Start of Data for this task
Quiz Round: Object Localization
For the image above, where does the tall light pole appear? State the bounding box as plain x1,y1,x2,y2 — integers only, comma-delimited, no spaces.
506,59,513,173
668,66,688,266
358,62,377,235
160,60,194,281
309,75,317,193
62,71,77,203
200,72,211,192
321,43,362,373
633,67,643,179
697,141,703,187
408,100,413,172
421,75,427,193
End of Data for this task
#### Prompt:
The full set of entries must be printed again without any alteration.

#### Completed task:
Quiz Round: Object Localization
For the image above, where does the tall light pole appear? State the bounding box as plain x1,y1,x2,y2 — integers only, comma-delimited, no spaces.
506,59,513,173
668,66,688,266
358,62,377,235
160,60,194,281
309,75,317,193
62,71,77,203
200,72,211,192
321,43,362,373
633,67,643,179
697,141,703,187
408,100,413,172
421,75,427,193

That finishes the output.